* [WRITTEN INSTRUCTION]:
Change "integer pixel values" to "whole-number pixel coordinates" everywhere it occurs in the items below and reproduce their lines with everything else unchanged. Leave the pictures out of your answer.

Object pointing records for photos:
########################################
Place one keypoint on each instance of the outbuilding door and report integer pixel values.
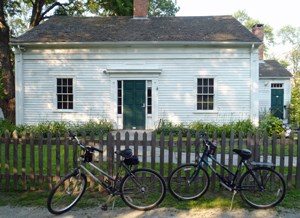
(277, 102)
(134, 104)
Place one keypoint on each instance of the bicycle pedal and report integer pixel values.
(104, 207)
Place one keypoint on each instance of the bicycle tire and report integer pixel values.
(269, 193)
(66, 193)
(144, 190)
(180, 186)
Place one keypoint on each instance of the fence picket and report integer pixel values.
(15, 159)
(23, 151)
(161, 154)
(41, 174)
(49, 160)
(282, 156)
(290, 160)
(32, 162)
(40, 161)
(298, 163)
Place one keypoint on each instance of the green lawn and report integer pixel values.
(220, 199)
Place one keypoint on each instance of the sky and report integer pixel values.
(276, 13)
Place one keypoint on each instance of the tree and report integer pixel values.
(249, 22)
(24, 14)
(291, 36)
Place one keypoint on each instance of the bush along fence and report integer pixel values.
(37, 162)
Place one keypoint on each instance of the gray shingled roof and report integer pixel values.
(128, 29)
(272, 68)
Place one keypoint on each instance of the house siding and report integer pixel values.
(265, 94)
(174, 89)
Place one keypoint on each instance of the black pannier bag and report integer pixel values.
(133, 160)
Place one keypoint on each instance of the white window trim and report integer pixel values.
(215, 110)
(55, 94)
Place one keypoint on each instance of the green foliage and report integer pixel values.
(270, 124)
(295, 102)
(6, 125)
(248, 22)
(58, 126)
(244, 126)
(1, 84)
(94, 126)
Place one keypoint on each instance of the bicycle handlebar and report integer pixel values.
(89, 148)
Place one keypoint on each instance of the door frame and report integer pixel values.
(281, 90)
(138, 103)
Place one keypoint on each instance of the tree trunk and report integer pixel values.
(7, 101)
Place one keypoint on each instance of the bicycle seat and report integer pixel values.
(126, 153)
(244, 153)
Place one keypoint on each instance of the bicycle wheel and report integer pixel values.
(66, 193)
(267, 190)
(144, 190)
(181, 186)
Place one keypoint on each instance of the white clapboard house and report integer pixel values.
(274, 83)
(136, 71)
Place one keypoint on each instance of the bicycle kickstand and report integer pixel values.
(111, 198)
(234, 193)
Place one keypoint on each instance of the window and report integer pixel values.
(64, 93)
(149, 97)
(205, 94)
(119, 97)
(149, 100)
(276, 85)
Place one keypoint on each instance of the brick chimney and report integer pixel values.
(140, 8)
(258, 31)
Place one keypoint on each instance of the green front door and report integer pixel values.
(134, 104)
(277, 103)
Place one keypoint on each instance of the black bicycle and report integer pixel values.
(260, 186)
(140, 189)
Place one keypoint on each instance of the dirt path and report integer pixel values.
(39, 212)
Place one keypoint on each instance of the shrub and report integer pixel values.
(270, 123)
(6, 125)
(58, 126)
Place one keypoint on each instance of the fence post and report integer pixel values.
(290, 161)
(16, 159)
(7, 160)
(24, 160)
(49, 161)
(170, 145)
(282, 146)
(161, 151)
(298, 163)
(32, 162)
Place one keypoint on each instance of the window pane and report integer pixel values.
(205, 94)
(64, 93)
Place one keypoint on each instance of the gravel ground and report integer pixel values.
(38, 212)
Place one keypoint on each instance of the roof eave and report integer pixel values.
(133, 43)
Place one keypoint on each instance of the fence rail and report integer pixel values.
(37, 162)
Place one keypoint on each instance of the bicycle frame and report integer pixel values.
(229, 186)
(111, 191)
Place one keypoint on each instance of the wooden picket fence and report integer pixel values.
(37, 162)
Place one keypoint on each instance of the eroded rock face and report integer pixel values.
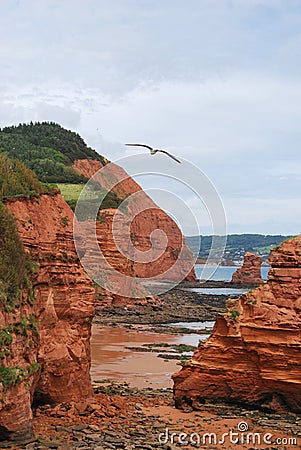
(63, 307)
(153, 254)
(253, 353)
(249, 273)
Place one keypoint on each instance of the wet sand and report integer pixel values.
(113, 360)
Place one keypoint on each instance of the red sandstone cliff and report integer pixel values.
(63, 307)
(250, 272)
(160, 255)
(253, 354)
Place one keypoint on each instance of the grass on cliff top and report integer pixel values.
(17, 179)
(71, 192)
(48, 149)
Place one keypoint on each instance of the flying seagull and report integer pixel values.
(155, 150)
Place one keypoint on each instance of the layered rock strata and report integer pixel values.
(63, 309)
(250, 272)
(253, 355)
(159, 249)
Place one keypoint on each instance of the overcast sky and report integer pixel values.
(216, 82)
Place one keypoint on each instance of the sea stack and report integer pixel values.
(253, 354)
(249, 273)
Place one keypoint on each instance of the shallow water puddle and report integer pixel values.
(113, 360)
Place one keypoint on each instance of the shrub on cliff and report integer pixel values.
(48, 149)
(17, 179)
(15, 267)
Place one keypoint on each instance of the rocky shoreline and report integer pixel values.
(177, 305)
(120, 417)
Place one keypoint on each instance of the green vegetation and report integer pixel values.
(48, 149)
(91, 199)
(234, 314)
(237, 245)
(16, 269)
(10, 376)
(26, 327)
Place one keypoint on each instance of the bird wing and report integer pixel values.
(168, 154)
(141, 145)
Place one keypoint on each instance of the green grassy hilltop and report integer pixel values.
(48, 149)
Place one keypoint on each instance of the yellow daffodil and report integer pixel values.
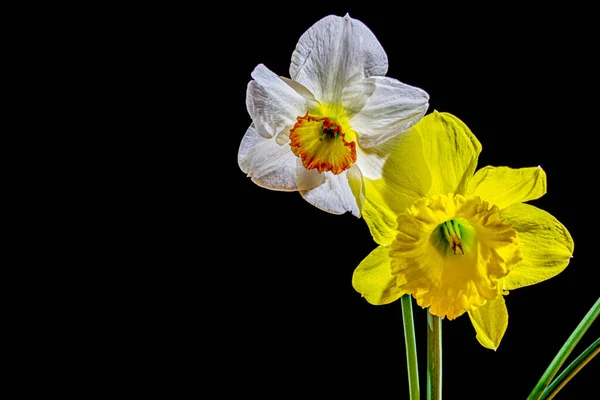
(457, 240)
(333, 123)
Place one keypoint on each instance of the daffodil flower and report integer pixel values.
(457, 240)
(333, 123)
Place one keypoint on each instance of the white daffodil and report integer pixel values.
(333, 123)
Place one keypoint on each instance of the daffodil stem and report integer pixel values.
(434, 357)
(411, 347)
(564, 352)
(571, 371)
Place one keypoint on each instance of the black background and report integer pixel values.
(258, 282)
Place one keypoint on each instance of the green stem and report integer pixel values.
(564, 352)
(411, 346)
(434, 357)
(571, 370)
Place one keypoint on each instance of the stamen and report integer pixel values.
(452, 233)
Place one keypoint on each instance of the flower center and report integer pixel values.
(452, 252)
(453, 236)
(324, 140)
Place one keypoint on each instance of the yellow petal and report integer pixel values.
(451, 151)
(447, 281)
(373, 278)
(546, 244)
(404, 178)
(490, 322)
(503, 186)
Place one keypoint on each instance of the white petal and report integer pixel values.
(334, 195)
(333, 50)
(307, 179)
(272, 103)
(299, 88)
(269, 164)
(383, 107)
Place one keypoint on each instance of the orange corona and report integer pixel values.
(321, 144)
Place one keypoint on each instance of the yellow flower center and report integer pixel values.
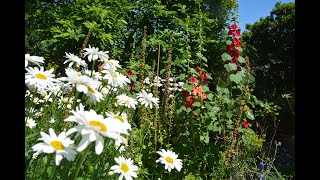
(103, 128)
(41, 76)
(90, 89)
(124, 167)
(57, 145)
(119, 118)
(169, 160)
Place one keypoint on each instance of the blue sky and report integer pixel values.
(250, 11)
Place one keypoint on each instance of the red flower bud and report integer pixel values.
(129, 73)
(185, 93)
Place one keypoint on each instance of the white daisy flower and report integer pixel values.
(115, 79)
(39, 78)
(61, 145)
(73, 59)
(37, 60)
(125, 167)
(30, 122)
(93, 94)
(169, 159)
(93, 127)
(121, 119)
(147, 99)
(93, 54)
(127, 101)
(95, 75)
(110, 65)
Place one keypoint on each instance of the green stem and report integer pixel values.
(75, 100)
(80, 163)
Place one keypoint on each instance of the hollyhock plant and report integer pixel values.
(245, 124)
(193, 79)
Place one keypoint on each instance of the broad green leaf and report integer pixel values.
(205, 89)
(237, 78)
(182, 76)
(241, 60)
(162, 71)
(210, 96)
(196, 104)
(188, 86)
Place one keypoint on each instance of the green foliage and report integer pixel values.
(270, 44)
(199, 121)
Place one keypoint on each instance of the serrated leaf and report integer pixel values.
(205, 89)
(210, 96)
(230, 67)
(226, 57)
(182, 77)
(249, 114)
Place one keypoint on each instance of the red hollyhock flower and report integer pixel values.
########################################
* [SOLUTION TO THIS TASK]:
Place one keypoint on each instance of the outbuilding door and report whole-number pixel coordinates.
(277, 102)
(134, 104)
Place one keypoint on each instance of the bicycle pedal and report whole-number pixel coordinates.
(104, 207)
Place one keypoint on each instance of the bicycle tire and report whole-number pixel coordinates.
(269, 193)
(66, 193)
(144, 190)
(180, 186)
Place one keypoint on each instance of the fence picket and report whole-number pixel coordinates.
(15, 159)
(23, 151)
(161, 154)
(41, 174)
(49, 160)
(282, 156)
(290, 160)
(32, 162)
(40, 161)
(298, 163)
Place one keypoint on each instance of the green lawn and report whole-number pixel coordinates.
(220, 199)
Place one keypoint on each instance of the sky and report whole-number pixel coordinates.
(276, 13)
Place one keypoint on each instance of the tree and report whole-number pixel coordinates.
(249, 22)
(24, 14)
(291, 36)
Place one keypoint on each instance of the bush along fence and report whole-number pixel coordinates.
(37, 162)
Place one keypoint on each instance of the gray shingled roof and report whole-number pixel coordinates.
(128, 29)
(272, 68)
Place one keypoint on each instance of the house siding and report whole-number pixel coordinates.
(265, 94)
(174, 89)
Place one keypoint on each instance of the black pannier bag and report whole-number pixel coordinates.
(133, 160)
Place one keypoint on each instance of the white window trim and report whole-number pixel coordinates.
(215, 110)
(55, 94)
Place one keypoint on each instance of the green foliage and report whole-number pixel coordinates.
(270, 124)
(295, 102)
(6, 125)
(248, 22)
(58, 126)
(244, 126)
(1, 84)
(94, 126)
Place one keypoint on each instance of the bicycle handlebar and report whole-number pixel coordinates.
(89, 148)
Place one keypoint on each instance of the door frame and report whole-number pixel coordinates.
(281, 90)
(138, 103)
Place one keypoint on each instance of the tree trunk and report whole-number pixel coordinates.
(7, 101)
Place one keypoint on each instance of the bicycle seat and report whole-number pixel coordinates.
(126, 153)
(244, 153)
Place one keypoint on each instance of the bicycle wheel and report whole-number pixel coordinates.
(66, 193)
(267, 190)
(144, 190)
(181, 186)
Place one keypoint on each instance of the white clapboard house and report whole-number pixel coordinates.
(274, 83)
(136, 71)
Place one keypoint on each instance of the bicycle kickstand and report whole-number pixel coordinates.
(111, 198)
(234, 193)
Place one keypoint on each instance of the window and report whole-number pixel coordinates.
(64, 93)
(149, 97)
(205, 94)
(119, 97)
(149, 100)
(276, 85)
Place one keypoint on each instance of the brick chimney and report whole-number pixel coordinates.
(140, 8)
(258, 31)
Place one keypoint on each instance of the green front door and report whole-number pixel coordinates.
(134, 104)
(277, 103)
Place one keypoint on each instance of the black bicycle and report whole-number pixel coordinates.
(260, 186)
(140, 189)
Place one keypoint on each instance of the dirt path and report whole-number pixel coordinates.
(39, 212)
Place one keypoint on each instance of the shrub and report whole-number pixel coordinates.
(270, 123)
(6, 125)
(58, 126)
Place one keypoint on each instance of the fence post and report whole-number pixel coordinates.
(290, 161)
(16, 159)
(7, 160)
(24, 160)
(49, 161)
(170, 145)
(282, 146)
(161, 151)
(298, 163)
(32, 162)
Place one keypoint on each instance of the window pane and report whole-number pixel coordinates.
(205, 94)
(64, 93)
Place one keypoint on each instance of the gravel ground and report whole-number pixel coordinates.
(38, 212)
Place one keypoint on each instance of the roof eave and report whole-number pixel coordinates.
(133, 43)
Place one keypoint on each instance of the fence rail and report whole-number pixel coordinates.
(37, 162)
Place one keypoint on each instance of the bicycle frame and report whole-number pixel coordinates.
(229, 186)
(111, 191)
Place one keypoint on each instance of the wooden picket fence and report whole-number pixel coordinates.
(37, 162)
Place one keypoint on each instance of the eroded rock face and report whole-number pixel coordinates.
(63, 307)
(153, 254)
(253, 353)
(249, 273)
Place one keypoint on each instance of the wet sand and report whole-number pixel coordinates.
(113, 360)
Place one keypoint on each instance of the red sandstone cliff and report whole-number pixel coordinates.
(63, 307)
(250, 272)
(160, 255)
(253, 354)
Place one keypoint on each instance of the grass on cliff top and report whole-number pixel coordinates.
(17, 179)
(71, 192)
(48, 149)
Place one keypoint on each instance of the flying seagull and report whole-number pixel coordinates.
(155, 150)
Place one keypoint on each instance of the layered rock strata and report whole-number pixel coordinates.
(63, 309)
(250, 272)
(253, 355)
(159, 249)
Place one keypoint on each instance of the overcast sky and report whole-number pixel coordinates.
(216, 82)
Place one keypoint on each instance of the sea stack and report whole-number pixel coordinates.
(253, 354)
(249, 273)
Place one keypoint on each instance of the shallow water puddle and report whole-number pixel coordinates.
(113, 360)
Place one keypoint on each instance of the shrub on cliff and report whole-number pixel coordinates.
(48, 149)
(17, 179)
(15, 267)
Place one keypoint on each instance of the rocky shoreline and report whole-number pixel coordinates.
(177, 305)
(120, 417)
Place one keypoint on each instance of the green vegetation and report whole-number pixel coordinates.
(48, 149)
(91, 199)
(234, 314)
(237, 245)
(16, 269)
(10, 376)
(26, 327)
Place one keypoint on each instance of the bird wing and report whole-number pixel coordinates.
(168, 154)
(141, 145)
Place one keypoint on each instance of the green grassy hilltop and report whole-number pixel coordinates.
(48, 149)
Place one keypoint on each instance of the yellow daffodil and report whole-number pixel coordinates.
(457, 240)
(333, 123)
Place one keypoint on each instance of the daffodil flower and report whole-number pixel coordinates.
(457, 240)
(333, 123)
Place one keypoint on each instance of the white daffodil and report whole-number pixel coordinates.
(333, 123)
Place one keypoint on each instance of the daffodil stem and report whole-number pixel coordinates.
(434, 357)
(411, 347)
(564, 352)
(571, 371)
Place one keypoint on each instance of the black background and report whole-number pixel coordinates.
(258, 282)
Place one keypoint on each instance of the green stem and report whole-number pixel coordinates.
(564, 352)
(411, 346)
(434, 357)
(571, 370)
Place one keypoint on each instance of the stamen and report whole-number pixel coordinates.
(452, 233)
Place one keypoint on each instance of the flower center and report whole-number pixel coordinates.
(452, 252)
(453, 236)
(324, 140)
Place one keypoint on each instance of the yellow petal and report whole-number pixel coordinates.
(451, 151)
(447, 281)
(373, 278)
(546, 244)
(404, 178)
(490, 322)
(503, 186)
Place one keypoint on each instance of the white petal and report whole-number pixel coordinates.
(334, 195)
(333, 50)
(307, 179)
(272, 103)
(299, 88)
(269, 164)
(383, 107)
Place one keypoint on each instance of the orange corona and report whole-number pixel coordinates.
(321, 144)
Place one keypoint on each instance of the yellow flower center and report whole-number pixel coordinates.
(103, 128)
(41, 76)
(90, 89)
(124, 167)
(57, 145)
(119, 118)
(169, 160)
Place one keypoint on each instance of the blue sky and report whole-number pixel coordinates.
(250, 11)
Place one keypoint on each instance of the red flower bud and report whole-number pixel coordinates.
(129, 73)
(185, 93)
Place one keypoint on each instance of the white daisy flower and report whole-number pixel coordinates.
(115, 79)
(39, 78)
(61, 145)
(73, 59)
(37, 60)
(125, 167)
(30, 122)
(93, 94)
(169, 159)
(93, 127)
(121, 119)
(147, 99)
(93, 54)
(127, 101)
(95, 75)
(110, 65)
Place one keypoint on each instance of the green stem and report whole-number pixel coordinates.
(75, 100)
(80, 163)
Place one keypoint on each instance of the hollyhock plant and report whole-number pixel coordinates.
(245, 124)
(193, 79)
Place one keypoint on each instance of the broad green leaf and report whole-number pixel coordinates.
(205, 89)
(237, 78)
(182, 76)
(241, 60)
(162, 71)
(210, 96)
(196, 104)
(188, 86)
Place one keypoint on each instance of the green foliage and report whole-number pixel coordinates.
(270, 44)
(199, 121)
Place one keypoint on each instance of the serrated leaf and report whole-number pixel coordinates.
(205, 89)
(210, 96)
(230, 67)
(226, 57)
(182, 77)
(249, 114)
Place one keypoint on each instance of the red hollyhock flower and report whole-number pixel coordinates.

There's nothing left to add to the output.